Aim of the task
Please print the line that holds "woman in the photo above." and each line after it to the end of the data, word for word, without any pictures.

Records provided
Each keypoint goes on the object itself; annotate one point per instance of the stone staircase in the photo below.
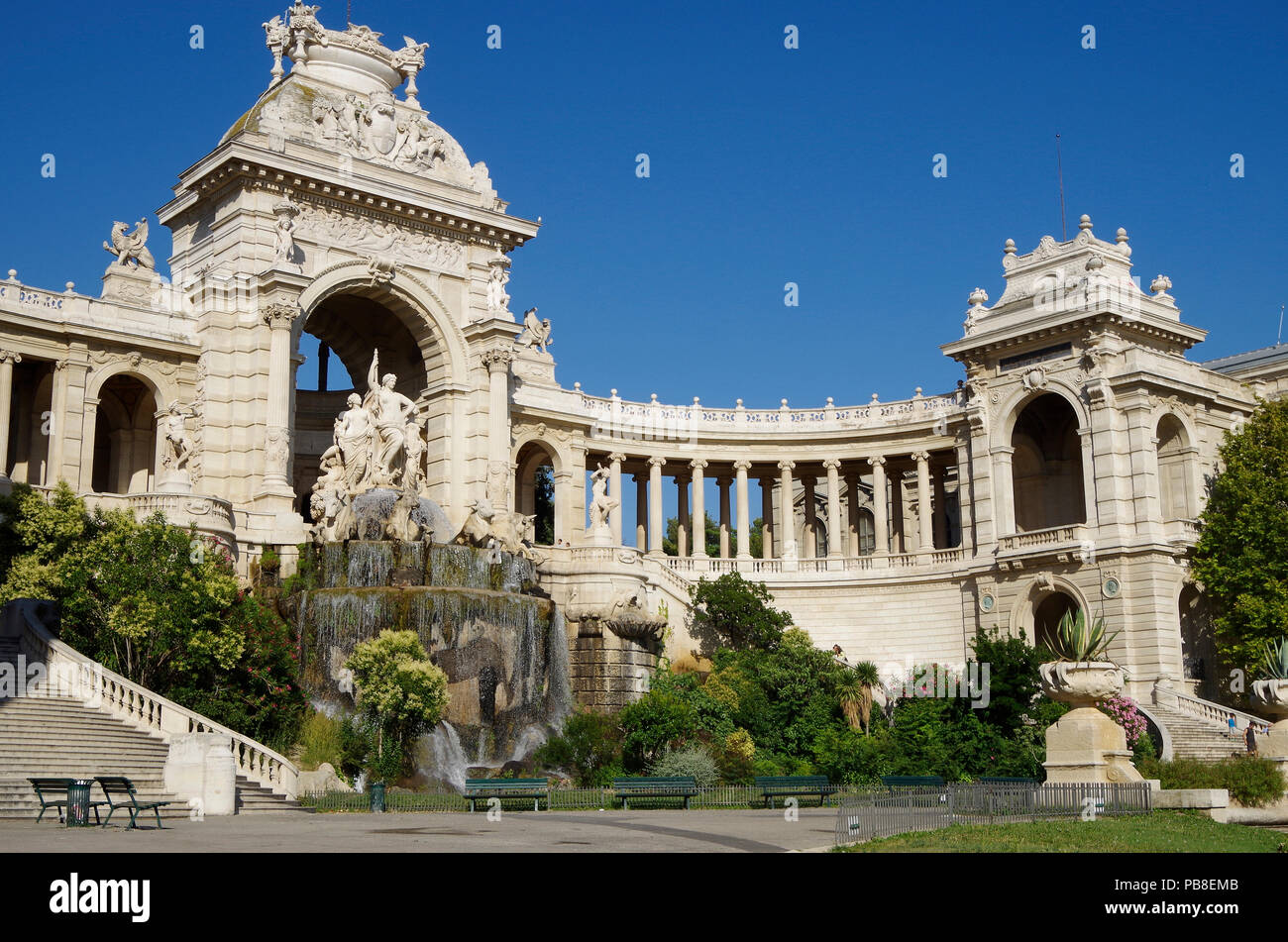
(59, 736)
(1197, 739)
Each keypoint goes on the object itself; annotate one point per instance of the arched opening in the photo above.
(535, 489)
(867, 533)
(1198, 648)
(1046, 466)
(125, 437)
(340, 334)
(1173, 470)
(1046, 618)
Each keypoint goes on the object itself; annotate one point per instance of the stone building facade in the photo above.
(1065, 470)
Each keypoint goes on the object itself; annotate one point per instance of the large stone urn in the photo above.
(1271, 696)
(1085, 745)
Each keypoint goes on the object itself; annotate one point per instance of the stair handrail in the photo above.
(1215, 713)
(76, 675)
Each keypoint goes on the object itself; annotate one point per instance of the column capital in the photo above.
(497, 360)
(279, 315)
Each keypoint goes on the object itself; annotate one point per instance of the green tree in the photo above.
(400, 692)
(730, 611)
(589, 747)
(1241, 556)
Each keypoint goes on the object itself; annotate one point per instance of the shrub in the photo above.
(1253, 783)
(320, 741)
(691, 760)
(589, 748)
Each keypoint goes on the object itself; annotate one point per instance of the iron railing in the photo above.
(883, 813)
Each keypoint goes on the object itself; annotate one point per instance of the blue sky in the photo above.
(768, 164)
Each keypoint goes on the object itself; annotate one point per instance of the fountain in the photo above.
(384, 556)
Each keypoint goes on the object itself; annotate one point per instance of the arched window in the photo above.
(1173, 470)
(1046, 466)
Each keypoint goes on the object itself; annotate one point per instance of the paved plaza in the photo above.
(644, 831)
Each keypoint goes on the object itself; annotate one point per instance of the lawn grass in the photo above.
(1160, 831)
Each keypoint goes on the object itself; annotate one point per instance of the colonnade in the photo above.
(848, 497)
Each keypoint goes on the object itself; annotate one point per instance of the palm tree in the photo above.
(855, 695)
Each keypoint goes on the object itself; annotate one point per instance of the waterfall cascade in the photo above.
(503, 650)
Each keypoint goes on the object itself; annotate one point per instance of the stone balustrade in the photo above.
(71, 674)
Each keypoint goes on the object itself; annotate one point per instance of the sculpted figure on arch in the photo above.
(390, 411)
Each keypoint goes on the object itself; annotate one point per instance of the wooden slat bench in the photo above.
(536, 789)
(120, 794)
(911, 782)
(46, 791)
(782, 785)
(657, 786)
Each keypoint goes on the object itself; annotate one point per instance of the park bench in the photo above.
(781, 785)
(670, 786)
(120, 792)
(47, 789)
(536, 789)
(911, 782)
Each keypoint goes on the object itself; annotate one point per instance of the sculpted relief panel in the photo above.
(365, 236)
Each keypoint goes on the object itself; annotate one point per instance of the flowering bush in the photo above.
(1122, 710)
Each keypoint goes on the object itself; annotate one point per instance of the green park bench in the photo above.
(911, 782)
(657, 786)
(782, 785)
(48, 791)
(120, 794)
(501, 789)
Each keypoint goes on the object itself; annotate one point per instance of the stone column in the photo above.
(833, 508)
(925, 536)
(497, 362)
(767, 517)
(809, 532)
(614, 481)
(7, 360)
(277, 439)
(699, 508)
(56, 424)
(880, 523)
(940, 510)
(655, 506)
(123, 440)
(682, 515)
(787, 516)
(741, 468)
(640, 511)
(1004, 507)
(851, 506)
(725, 516)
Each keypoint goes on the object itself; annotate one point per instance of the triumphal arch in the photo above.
(1065, 469)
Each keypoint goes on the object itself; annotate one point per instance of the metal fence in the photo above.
(559, 799)
(885, 812)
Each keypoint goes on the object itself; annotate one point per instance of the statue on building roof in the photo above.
(130, 249)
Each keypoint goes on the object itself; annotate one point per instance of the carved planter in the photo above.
(1271, 696)
(1081, 683)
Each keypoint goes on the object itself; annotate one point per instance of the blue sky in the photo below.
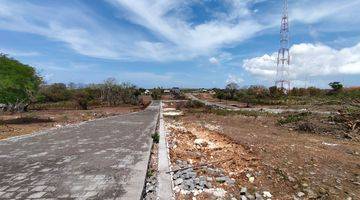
(185, 43)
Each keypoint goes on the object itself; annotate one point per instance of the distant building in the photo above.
(175, 91)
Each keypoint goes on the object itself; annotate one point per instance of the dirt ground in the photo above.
(36, 120)
(319, 106)
(287, 163)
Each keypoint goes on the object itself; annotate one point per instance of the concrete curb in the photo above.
(164, 190)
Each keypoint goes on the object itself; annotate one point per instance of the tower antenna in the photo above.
(283, 60)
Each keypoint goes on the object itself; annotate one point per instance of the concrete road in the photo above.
(101, 159)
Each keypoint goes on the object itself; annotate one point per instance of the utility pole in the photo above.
(283, 60)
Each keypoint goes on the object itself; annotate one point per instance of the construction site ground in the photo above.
(16, 124)
(262, 158)
(315, 105)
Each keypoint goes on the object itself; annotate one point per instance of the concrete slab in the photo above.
(101, 159)
(165, 191)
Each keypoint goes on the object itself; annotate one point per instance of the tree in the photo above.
(19, 84)
(231, 88)
(55, 92)
(336, 86)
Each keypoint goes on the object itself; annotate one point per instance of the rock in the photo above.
(178, 181)
(150, 189)
(202, 183)
(202, 178)
(251, 179)
(200, 142)
(221, 179)
(258, 196)
(250, 197)
(189, 185)
(243, 197)
(267, 194)
(311, 194)
(291, 179)
(177, 189)
(219, 192)
(300, 194)
(230, 181)
(208, 185)
(196, 180)
(304, 185)
(243, 191)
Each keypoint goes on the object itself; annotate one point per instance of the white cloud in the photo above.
(314, 60)
(213, 60)
(234, 79)
(170, 32)
(12, 52)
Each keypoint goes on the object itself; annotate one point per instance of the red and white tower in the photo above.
(283, 60)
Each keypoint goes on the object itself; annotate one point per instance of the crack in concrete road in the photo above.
(101, 159)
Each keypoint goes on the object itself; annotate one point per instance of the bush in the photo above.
(55, 92)
(19, 84)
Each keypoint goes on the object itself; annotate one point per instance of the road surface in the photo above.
(101, 159)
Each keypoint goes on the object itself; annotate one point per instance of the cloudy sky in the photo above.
(186, 43)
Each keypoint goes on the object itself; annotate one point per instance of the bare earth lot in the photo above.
(35, 120)
(257, 154)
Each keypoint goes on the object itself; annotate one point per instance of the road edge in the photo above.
(165, 188)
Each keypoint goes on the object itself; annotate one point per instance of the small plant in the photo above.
(155, 137)
(150, 173)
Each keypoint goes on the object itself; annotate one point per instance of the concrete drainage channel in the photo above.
(158, 184)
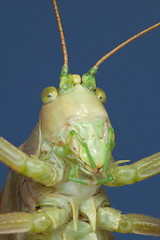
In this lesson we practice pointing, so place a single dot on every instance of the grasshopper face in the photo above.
(82, 111)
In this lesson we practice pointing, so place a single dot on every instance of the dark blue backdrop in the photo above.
(31, 59)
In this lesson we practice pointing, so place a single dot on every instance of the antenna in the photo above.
(65, 55)
(99, 62)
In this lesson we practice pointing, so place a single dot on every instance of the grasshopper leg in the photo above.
(20, 222)
(138, 171)
(112, 220)
(32, 167)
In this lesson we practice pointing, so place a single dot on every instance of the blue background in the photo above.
(31, 59)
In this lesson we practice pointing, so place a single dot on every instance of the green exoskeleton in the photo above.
(54, 189)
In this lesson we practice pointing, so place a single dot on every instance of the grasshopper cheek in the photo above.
(49, 94)
(100, 94)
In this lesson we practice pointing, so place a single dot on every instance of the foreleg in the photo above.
(21, 222)
(138, 171)
(112, 220)
(32, 167)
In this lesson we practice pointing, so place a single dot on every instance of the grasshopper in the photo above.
(108, 178)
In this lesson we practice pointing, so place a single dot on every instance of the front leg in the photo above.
(112, 220)
(138, 171)
(21, 222)
(32, 167)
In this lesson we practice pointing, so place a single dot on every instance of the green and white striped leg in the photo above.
(32, 167)
(20, 222)
(112, 220)
(138, 171)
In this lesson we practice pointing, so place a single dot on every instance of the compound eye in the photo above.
(100, 94)
(48, 95)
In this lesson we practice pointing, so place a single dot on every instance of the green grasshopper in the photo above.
(58, 193)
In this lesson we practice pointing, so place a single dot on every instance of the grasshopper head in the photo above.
(77, 108)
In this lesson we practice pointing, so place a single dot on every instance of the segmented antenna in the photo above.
(99, 62)
(65, 55)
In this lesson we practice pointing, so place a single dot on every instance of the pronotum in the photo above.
(114, 76)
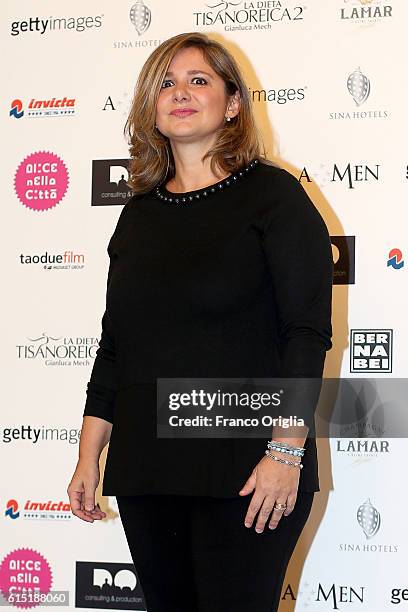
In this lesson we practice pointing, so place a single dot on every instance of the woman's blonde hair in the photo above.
(152, 160)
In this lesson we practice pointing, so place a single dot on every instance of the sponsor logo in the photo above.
(69, 260)
(62, 351)
(248, 15)
(109, 185)
(41, 181)
(334, 594)
(368, 518)
(362, 448)
(371, 350)
(349, 175)
(365, 12)
(24, 571)
(55, 24)
(358, 86)
(108, 585)
(395, 259)
(139, 20)
(34, 510)
(53, 107)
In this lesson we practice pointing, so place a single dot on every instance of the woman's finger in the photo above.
(264, 513)
(255, 504)
(290, 503)
(277, 514)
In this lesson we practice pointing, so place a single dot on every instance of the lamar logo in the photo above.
(371, 350)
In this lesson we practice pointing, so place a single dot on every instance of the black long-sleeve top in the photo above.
(234, 283)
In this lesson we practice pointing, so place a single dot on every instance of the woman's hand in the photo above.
(81, 491)
(273, 482)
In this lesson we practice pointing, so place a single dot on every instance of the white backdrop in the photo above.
(329, 85)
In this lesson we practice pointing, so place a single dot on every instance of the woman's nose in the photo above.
(181, 93)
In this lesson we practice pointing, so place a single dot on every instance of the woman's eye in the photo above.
(194, 78)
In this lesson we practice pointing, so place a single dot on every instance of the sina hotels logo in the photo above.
(141, 16)
(358, 85)
(369, 519)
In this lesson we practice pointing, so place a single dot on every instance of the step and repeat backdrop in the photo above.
(328, 84)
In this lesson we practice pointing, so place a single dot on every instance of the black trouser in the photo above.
(194, 554)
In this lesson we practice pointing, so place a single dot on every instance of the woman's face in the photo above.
(192, 84)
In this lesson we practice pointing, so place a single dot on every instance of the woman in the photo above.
(220, 266)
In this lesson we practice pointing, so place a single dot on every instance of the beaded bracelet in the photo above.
(286, 448)
(286, 444)
(291, 463)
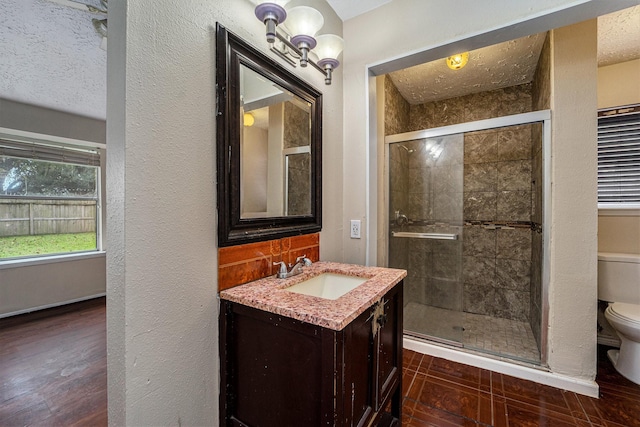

Response
In this lesson we practice pointing, so place a single dot on every instance of the woman in the photo above.
(220, 266)
In this lesson we practice pointing, so place a single dot on every instance of the beaded bracelet in the photo above.
(286, 448)
(286, 444)
(291, 463)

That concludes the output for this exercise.